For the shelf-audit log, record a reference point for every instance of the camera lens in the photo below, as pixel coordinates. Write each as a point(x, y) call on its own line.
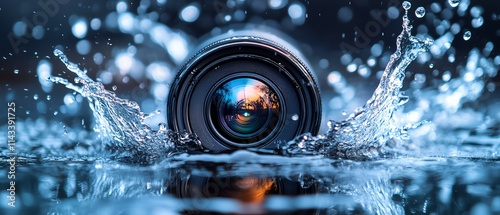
point(245, 90)
point(244, 108)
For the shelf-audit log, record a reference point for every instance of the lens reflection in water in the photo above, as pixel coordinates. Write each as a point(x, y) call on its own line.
point(244, 107)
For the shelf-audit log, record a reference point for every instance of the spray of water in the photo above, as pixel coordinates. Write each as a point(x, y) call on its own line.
point(121, 125)
point(371, 126)
point(120, 122)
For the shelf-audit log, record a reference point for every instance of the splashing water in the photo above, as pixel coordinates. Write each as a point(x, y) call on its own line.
point(120, 122)
point(121, 125)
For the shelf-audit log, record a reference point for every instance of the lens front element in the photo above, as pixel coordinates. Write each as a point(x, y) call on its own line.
point(244, 108)
point(244, 92)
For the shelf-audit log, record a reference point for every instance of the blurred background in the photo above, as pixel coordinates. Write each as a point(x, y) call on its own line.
point(136, 47)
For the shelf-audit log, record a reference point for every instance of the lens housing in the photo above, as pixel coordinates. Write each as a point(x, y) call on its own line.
point(244, 90)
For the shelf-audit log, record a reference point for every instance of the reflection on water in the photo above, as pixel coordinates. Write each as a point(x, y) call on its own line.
point(450, 165)
point(247, 183)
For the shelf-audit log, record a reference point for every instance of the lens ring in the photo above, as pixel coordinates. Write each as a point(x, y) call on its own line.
point(245, 109)
point(260, 59)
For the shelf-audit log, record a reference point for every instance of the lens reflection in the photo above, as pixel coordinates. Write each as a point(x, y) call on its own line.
point(244, 108)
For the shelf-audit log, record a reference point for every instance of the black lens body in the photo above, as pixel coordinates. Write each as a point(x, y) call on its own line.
point(244, 91)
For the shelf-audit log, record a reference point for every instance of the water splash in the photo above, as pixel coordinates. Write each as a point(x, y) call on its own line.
point(121, 125)
point(120, 122)
point(371, 126)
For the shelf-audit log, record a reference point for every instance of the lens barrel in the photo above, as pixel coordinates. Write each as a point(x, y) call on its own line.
point(244, 91)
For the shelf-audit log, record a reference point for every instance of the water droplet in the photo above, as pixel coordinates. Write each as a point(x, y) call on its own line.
point(477, 22)
point(403, 100)
point(467, 35)
point(406, 5)
point(162, 126)
point(420, 12)
point(454, 3)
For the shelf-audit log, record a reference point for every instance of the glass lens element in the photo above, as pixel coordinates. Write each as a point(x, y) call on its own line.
point(244, 108)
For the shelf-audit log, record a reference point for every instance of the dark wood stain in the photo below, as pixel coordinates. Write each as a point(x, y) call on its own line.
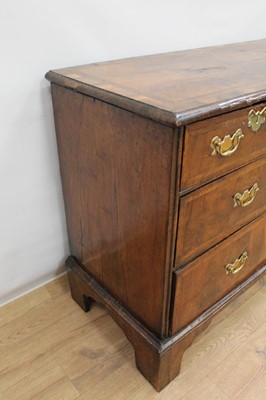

◆ ◆ ◆

_DIRECTIONS FOR THIS TASK_.
Repeat the line that contains "of the glass" and each line after it, through the last line of the listing, exactly and alone; pictures stay out of the repeat.

_WRITTEN SOLUTION_.
For the shelf-audit log, record a reference point for every instance of the glass lens element in the photo above, as pixel coordinates. Write each as a point(x, y) call on its own line.
point(244, 108)
For the shelf-audit log, record a reference point for every instance of the dark wood stain in the photo below, as pixel coordinates. Write each as a point(x, y) call on its own line.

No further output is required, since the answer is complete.